Directions: The response must contain every line below in which "cultivator" appears.

Input for this task:
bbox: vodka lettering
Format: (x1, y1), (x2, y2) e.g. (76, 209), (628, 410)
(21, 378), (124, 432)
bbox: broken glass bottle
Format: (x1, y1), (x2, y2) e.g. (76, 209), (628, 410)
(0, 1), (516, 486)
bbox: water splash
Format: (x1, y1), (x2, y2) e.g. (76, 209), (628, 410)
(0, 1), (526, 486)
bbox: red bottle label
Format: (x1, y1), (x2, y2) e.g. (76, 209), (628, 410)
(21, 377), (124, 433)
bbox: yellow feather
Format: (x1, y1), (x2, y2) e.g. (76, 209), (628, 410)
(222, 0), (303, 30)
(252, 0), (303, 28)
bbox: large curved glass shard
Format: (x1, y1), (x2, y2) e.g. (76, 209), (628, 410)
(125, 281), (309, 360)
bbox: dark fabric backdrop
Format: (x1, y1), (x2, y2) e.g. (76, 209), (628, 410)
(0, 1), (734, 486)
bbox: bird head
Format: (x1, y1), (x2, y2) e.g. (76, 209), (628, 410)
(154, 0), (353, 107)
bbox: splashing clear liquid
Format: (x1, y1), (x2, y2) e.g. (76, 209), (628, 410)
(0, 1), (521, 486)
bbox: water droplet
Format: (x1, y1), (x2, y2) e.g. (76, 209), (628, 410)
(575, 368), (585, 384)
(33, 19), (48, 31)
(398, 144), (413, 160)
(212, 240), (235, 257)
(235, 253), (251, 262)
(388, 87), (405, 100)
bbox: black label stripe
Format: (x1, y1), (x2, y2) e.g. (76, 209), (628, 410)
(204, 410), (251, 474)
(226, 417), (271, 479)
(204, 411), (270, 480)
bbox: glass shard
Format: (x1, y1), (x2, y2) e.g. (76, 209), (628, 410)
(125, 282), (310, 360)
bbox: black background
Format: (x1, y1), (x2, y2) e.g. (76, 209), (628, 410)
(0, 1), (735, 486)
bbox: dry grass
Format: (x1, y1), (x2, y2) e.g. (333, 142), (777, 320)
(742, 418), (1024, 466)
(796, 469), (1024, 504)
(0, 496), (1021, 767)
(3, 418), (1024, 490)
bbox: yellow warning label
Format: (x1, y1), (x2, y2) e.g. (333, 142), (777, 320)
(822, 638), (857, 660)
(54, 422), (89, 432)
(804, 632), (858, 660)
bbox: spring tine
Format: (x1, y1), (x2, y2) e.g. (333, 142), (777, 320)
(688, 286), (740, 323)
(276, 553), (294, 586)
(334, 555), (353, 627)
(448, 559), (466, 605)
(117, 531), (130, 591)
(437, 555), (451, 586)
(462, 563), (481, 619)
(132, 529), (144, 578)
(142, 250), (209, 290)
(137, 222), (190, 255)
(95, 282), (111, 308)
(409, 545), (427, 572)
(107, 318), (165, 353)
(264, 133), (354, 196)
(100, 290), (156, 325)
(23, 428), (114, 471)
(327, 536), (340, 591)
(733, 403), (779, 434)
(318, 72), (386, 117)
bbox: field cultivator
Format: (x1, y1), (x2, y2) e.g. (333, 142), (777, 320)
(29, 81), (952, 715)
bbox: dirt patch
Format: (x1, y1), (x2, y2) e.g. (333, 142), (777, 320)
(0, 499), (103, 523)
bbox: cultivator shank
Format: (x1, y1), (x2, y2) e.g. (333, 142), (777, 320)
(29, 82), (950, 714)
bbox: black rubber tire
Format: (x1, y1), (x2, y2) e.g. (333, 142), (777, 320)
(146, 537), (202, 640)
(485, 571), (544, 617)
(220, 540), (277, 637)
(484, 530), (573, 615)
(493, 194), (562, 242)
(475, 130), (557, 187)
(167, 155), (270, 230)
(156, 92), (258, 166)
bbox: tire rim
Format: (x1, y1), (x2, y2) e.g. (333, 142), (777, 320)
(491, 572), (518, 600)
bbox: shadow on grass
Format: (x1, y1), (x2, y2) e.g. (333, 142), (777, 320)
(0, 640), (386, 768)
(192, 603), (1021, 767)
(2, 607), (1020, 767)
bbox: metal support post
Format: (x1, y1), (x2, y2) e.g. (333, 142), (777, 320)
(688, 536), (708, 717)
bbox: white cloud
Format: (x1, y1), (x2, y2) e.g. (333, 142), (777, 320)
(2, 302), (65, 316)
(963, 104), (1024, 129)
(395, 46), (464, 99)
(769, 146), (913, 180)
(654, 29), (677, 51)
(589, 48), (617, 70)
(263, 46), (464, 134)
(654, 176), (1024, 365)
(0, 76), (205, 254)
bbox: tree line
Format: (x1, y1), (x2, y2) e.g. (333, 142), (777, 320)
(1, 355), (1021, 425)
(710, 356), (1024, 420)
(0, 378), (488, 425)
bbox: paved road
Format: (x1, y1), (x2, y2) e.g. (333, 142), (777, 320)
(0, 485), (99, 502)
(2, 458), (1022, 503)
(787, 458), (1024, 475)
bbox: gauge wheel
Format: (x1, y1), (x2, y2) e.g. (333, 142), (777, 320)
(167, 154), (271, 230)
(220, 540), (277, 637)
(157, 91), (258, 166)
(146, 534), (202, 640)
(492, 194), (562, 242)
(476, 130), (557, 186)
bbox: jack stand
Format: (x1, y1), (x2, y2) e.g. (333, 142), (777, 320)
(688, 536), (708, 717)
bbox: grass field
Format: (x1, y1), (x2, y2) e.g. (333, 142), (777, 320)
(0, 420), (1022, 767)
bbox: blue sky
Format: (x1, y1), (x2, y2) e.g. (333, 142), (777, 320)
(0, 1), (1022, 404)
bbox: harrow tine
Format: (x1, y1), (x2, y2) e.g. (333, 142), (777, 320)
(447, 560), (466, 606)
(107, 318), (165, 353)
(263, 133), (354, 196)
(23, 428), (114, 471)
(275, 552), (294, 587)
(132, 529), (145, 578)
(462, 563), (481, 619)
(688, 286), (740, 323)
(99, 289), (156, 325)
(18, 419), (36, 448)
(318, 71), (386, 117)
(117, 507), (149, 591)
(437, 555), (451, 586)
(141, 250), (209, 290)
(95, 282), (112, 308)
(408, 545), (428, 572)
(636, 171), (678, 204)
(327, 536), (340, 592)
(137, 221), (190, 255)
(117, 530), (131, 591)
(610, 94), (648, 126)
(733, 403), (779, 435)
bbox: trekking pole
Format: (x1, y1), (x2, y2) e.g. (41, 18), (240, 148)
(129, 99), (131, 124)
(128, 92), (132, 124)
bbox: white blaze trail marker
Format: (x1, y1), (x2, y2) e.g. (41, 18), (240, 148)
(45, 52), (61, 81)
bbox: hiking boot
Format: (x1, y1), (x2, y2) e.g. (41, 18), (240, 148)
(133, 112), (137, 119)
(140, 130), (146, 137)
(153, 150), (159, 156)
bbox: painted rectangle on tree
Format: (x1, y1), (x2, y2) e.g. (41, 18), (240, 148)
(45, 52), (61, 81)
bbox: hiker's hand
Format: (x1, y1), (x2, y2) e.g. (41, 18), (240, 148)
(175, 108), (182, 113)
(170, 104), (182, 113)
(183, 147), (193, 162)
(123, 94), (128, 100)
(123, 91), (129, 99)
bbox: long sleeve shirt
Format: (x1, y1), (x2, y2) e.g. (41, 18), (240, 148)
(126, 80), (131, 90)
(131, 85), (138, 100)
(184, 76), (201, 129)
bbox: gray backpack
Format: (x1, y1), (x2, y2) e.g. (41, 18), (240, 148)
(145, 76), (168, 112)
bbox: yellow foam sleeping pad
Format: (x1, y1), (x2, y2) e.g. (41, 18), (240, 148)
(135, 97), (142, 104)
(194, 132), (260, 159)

Answer to this problem:
bbox: field cultivator
bbox: cultivator shank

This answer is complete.